-- TEXT BLOCK follows --

Greater data science at baccalaureate institutions
Amelia McNamara, Nicholas J Horton, Benjamin S Baumer
October 10, 2018
Donoho’s paper is a spirited call to action for statisticians, who he points out are losing ground in the field of data science by refusing to accept that data science is its own domain. (Or, at least, a domain that is becoming distinctly defined.) He calls on writings by John Tukey, Bill Cleveland, and Leo Breiman, among others, to remind us that statisticians have been dealing with data science for years, and encourages acceptance of the direction of the field while also ensuring that statistics is tightly integrated.
As faculty at baccalaureate institutions (where the growth of undergraduate statistics programs has been dramatic [2]), we are keen to ensure statistics has a place in data science and data science education. In his paper, Donoho is primarily focused on graduate education. At our undergraduate institutions, we are considering many of the same questions.
We enthusiastically concur with Donoho’s description of a “Greater Data Science” comprised of

Data Gathering, Preparation, and Exploration

Data Representation and Transformation

Computing with Data

Data Modeling

Data Visualization and Presentation

Science about Data Science
and aim to have our students develop all these key capacities in our courses and major programs.
In considering our curriculum development, we have been guided by the 2014 American Statistical Association (ASA)’s Curriculum Guidelines for Undergraduate Programs in Statistical Science [1] and the 2016 Guidelines for Assessment and Instruction in Statistics Education (GAISE) College Report [13]. Both documents highlight the need for students to work with real problems, messy data, and complex models.
Even more recently, a working group (including Baumer) developed the Curriculum Guidelines for Undergraduate Programs in Data Science, which have now been endorsed by the ASA [15]. This forwardthinking document addresses one of Donoho’s primary concerns with data science education—that it may end up being a piecemeal collection of extant courses, with little “longterm direction.” While [15] does provide guidance to institutions working with existing courses, it also outlines a model curriculum with a number of new and reformulated courses.
Data science developments at our institutions
Both the Smith College major in statistical and data sciences and the Amherst College major in statistics have been explicitly structured to introduce, extend, and integrate work in all six of the areas of Greater Data Science. Real problems have been interwoven into our courses at multiple levels. This has required extensive revision of existing courses along with the creation of a number of new and courses with complementary learning outcomes.
At both Smith College and Amherst College, the introductory course touches on all six GDS elements, with an increased emphasis on visualization and modeling [21, 6]. In subsequent courses like Multiple Regression or Intermediate Statistics, students explore, prepare, clean, transform, and visualize data. In the Communicating with Data, Visual Analytics, and Multivariate Data Analysis courses, students learn principles of data visualization and presentation of data. Modeling is reinforced in Multiple Regression and Machine Learning. Capstone courses help to integrate prior course work with projectbased learning while further refining computing and communication skills.
Existing Amherst College theory courses such as Probability and Theoretical Statistics have been restructured to integrate computing as an explicit learning outcome (e.g., how to write a function, how to perform simulations, how to undertake empirical problem solving to complement analytic results, and how to collaborate in groups using GitHub).
At Smith College, Introduction to Data Science, Communicating with Data, Visual Analytics, and Machine Learning are all new offerings guided by our understanding of data science as its own discipline.

-- TEXT BLOCK concluded --

**WORK REQUEST 1**
Reproduce the stretch of the records from their first line through the line containing "box: [135, 64, 605, 329]", including both ends.
The text above and the records below have no connection to each other.

-- GIVEN RECORDS follows --

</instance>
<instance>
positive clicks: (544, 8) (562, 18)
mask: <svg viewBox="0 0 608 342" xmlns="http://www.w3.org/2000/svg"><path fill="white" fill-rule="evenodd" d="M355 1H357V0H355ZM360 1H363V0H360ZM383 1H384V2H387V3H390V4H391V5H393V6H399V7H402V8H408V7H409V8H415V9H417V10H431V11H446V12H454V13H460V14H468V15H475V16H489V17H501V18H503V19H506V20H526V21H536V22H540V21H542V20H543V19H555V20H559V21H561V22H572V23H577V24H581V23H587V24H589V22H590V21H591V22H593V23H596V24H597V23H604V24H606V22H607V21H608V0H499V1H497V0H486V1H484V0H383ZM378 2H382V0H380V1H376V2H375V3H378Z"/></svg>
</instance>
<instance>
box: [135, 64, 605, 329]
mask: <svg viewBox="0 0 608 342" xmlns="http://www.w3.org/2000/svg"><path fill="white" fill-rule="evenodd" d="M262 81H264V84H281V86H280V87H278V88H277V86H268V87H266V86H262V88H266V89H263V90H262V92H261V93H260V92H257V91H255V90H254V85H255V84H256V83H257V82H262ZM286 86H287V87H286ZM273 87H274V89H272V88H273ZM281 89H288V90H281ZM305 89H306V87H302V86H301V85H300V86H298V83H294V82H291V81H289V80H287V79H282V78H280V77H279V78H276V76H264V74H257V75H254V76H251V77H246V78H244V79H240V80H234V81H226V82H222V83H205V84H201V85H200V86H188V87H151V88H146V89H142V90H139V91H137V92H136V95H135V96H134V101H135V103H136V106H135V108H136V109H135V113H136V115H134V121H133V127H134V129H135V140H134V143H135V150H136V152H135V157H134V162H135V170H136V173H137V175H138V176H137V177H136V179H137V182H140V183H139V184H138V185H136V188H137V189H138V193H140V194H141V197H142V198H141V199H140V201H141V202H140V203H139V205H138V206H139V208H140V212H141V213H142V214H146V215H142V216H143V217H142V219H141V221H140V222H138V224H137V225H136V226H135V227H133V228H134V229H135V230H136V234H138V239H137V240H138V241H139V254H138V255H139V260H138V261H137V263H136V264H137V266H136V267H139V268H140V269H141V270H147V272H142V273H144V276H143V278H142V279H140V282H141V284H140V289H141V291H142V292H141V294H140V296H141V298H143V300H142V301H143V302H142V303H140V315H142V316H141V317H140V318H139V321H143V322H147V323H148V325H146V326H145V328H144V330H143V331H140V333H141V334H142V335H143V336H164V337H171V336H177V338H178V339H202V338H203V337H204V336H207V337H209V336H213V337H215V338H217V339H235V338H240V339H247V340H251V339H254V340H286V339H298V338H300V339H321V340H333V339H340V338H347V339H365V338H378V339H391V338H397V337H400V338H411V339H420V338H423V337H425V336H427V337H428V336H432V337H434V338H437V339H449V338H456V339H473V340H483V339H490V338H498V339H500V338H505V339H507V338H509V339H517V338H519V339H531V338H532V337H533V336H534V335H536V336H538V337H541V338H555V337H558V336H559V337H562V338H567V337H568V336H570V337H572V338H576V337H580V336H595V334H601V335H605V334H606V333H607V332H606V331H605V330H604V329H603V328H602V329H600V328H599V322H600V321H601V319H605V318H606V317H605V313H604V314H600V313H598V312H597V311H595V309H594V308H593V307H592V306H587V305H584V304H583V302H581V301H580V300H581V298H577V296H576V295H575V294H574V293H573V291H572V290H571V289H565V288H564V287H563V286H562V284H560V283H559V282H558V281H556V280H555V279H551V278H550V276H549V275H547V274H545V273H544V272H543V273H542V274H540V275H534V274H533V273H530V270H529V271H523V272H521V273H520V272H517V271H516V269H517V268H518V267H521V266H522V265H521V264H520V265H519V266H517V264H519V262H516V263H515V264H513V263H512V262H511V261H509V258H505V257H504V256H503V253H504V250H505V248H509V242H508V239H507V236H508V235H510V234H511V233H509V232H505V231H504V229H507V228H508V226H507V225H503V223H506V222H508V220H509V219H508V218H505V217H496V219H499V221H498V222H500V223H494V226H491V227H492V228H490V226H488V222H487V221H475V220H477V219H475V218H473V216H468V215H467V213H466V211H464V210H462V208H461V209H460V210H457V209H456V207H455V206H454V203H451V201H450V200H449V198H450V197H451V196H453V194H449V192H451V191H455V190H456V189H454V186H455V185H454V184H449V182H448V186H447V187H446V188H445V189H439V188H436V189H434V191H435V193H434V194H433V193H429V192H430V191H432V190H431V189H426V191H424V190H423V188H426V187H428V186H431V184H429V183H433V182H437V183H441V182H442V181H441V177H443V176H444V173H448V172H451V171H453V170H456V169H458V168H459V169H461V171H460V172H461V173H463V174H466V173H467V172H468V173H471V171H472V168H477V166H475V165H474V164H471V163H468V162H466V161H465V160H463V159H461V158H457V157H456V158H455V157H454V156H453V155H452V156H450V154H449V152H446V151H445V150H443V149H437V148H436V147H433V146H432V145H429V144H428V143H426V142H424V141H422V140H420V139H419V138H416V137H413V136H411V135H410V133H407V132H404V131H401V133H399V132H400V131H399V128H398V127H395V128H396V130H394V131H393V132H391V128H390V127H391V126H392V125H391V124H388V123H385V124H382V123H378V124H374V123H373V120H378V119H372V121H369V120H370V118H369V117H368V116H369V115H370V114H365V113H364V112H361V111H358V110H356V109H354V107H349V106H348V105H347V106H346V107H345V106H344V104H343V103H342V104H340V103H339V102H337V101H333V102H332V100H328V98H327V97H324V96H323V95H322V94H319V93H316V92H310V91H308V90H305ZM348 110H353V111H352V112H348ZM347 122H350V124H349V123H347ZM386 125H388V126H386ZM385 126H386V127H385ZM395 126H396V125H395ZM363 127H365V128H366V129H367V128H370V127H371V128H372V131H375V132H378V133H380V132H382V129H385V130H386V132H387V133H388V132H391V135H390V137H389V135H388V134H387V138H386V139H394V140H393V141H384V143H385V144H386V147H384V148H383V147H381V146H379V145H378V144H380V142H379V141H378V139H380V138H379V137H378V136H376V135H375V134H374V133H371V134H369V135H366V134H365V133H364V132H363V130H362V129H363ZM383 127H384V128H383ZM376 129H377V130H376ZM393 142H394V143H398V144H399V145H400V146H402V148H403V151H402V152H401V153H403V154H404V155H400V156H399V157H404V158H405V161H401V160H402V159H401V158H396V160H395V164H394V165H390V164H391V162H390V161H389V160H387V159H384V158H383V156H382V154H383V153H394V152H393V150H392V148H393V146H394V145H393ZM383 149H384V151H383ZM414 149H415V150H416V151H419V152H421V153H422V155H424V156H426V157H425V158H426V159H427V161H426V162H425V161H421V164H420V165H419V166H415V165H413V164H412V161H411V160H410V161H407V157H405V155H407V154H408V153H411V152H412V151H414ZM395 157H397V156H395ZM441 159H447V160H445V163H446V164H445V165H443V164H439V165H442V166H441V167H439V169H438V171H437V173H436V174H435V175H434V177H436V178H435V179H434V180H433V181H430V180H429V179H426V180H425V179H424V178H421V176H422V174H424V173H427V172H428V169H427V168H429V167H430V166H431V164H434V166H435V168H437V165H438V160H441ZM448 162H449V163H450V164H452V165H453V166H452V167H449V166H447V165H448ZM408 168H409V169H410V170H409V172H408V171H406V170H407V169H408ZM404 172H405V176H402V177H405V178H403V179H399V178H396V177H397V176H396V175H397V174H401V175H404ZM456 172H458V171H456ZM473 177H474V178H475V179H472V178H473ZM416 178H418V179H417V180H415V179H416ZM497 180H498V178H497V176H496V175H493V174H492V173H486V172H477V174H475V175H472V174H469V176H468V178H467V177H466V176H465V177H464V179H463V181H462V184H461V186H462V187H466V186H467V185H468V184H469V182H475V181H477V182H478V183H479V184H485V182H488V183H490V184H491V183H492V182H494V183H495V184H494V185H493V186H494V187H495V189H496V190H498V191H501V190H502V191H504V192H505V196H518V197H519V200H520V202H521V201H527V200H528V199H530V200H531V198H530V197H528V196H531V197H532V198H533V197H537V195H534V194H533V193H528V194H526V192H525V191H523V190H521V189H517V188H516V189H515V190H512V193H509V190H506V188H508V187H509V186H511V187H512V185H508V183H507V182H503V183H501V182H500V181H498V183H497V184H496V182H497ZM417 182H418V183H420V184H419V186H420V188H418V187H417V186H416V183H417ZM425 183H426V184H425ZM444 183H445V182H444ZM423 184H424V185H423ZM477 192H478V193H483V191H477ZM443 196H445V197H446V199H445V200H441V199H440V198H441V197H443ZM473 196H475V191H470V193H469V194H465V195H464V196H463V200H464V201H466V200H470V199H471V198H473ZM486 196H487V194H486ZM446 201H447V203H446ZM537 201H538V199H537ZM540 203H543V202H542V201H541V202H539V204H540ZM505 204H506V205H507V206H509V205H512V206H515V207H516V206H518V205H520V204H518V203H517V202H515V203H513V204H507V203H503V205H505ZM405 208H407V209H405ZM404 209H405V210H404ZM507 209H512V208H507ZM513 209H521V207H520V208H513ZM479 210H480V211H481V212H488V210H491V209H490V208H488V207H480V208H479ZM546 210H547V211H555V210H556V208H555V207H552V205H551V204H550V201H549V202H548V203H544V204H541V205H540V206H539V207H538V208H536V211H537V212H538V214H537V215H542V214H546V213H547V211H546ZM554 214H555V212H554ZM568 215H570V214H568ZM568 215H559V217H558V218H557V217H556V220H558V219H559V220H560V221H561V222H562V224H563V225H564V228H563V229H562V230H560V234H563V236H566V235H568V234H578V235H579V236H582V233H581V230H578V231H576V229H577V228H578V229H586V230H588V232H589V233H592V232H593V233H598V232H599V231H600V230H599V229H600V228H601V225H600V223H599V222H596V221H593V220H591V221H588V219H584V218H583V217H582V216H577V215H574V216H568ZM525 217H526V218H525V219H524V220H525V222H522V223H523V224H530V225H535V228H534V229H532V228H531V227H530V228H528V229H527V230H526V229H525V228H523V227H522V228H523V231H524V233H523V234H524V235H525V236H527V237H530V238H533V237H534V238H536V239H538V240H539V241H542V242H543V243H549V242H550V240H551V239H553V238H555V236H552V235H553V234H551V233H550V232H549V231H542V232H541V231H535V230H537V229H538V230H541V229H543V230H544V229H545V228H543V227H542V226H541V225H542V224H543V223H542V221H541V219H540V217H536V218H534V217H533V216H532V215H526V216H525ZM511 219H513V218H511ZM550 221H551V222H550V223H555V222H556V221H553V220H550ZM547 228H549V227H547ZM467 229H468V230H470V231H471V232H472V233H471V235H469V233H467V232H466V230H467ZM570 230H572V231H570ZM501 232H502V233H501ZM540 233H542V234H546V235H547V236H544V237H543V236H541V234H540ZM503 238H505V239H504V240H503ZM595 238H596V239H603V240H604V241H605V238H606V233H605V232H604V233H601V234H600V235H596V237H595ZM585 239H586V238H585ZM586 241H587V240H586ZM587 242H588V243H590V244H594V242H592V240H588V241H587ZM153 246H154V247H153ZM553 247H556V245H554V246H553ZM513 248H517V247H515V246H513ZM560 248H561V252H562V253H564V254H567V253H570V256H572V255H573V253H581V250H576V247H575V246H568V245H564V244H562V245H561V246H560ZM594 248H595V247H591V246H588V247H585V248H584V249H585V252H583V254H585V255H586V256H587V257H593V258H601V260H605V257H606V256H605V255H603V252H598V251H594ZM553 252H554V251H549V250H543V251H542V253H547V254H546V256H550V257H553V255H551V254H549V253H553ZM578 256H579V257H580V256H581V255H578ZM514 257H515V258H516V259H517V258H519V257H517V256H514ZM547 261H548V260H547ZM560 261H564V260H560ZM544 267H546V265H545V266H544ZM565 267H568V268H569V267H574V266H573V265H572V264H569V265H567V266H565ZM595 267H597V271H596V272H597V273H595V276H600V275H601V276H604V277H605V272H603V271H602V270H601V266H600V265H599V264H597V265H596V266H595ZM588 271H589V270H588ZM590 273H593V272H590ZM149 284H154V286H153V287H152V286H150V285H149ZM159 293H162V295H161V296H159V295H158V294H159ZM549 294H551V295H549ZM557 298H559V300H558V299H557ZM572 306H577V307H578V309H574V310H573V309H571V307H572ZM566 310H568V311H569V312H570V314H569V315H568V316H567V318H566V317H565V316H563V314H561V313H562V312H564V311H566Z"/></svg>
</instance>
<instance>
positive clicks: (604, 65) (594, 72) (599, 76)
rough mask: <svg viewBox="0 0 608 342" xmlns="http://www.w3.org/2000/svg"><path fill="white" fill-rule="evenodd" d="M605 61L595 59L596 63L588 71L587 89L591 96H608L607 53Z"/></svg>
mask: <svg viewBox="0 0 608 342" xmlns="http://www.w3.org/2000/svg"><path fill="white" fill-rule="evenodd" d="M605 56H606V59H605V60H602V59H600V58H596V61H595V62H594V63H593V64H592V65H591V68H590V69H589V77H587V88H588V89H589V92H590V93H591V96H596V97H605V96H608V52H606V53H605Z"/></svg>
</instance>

-- GIVEN RECORDS concluded --

**WORK REQUEST 2**
Write out the stretch of the data science education text from "Data Gathering, Preparation, and" through "and major programs.", word for word.

**RESPONSE BOX 1**
</instance>
<instance>
positive clicks: (544, 8) (562, 18)
mask: <svg viewBox="0 0 608 342" xmlns="http://www.w3.org/2000/svg"><path fill="white" fill-rule="evenodd" d="M355 1H357V0H355ZM360 1H363V0H360ZM383 1H384V2H387V3H390V4H391V5H393V6H399V7H402V8H408V7H409V8H415V9H417V10H431V11H446V12H454V13H460V14H468V15H475V16H489V17H501V18H503V19H506V20H526V21H536V22H540V21H542V20H543V19H555V20H559V21H561V22H572V23H577V24H581V23H587V24H589V22H590V21H591V22H593V23H596V24H597V23H604V24H606V22H607V21H608V0H499V1H497V0H486V1H484V0H383ZM378 2H382V0H380V1H376V2H375V3H378Z"/></svg>
</instance>
<instance>
box: [135, 64, 605, 329]

**RESPONSE BOX 2**
Data Gathering, Preparation, and Exploration

Data Representation and Transformation

Computing with Data

Data Modeling

Data Visualization and Presentation

Science about Data Science
and aim to have our students develop all these key capacities in our courses and major programs.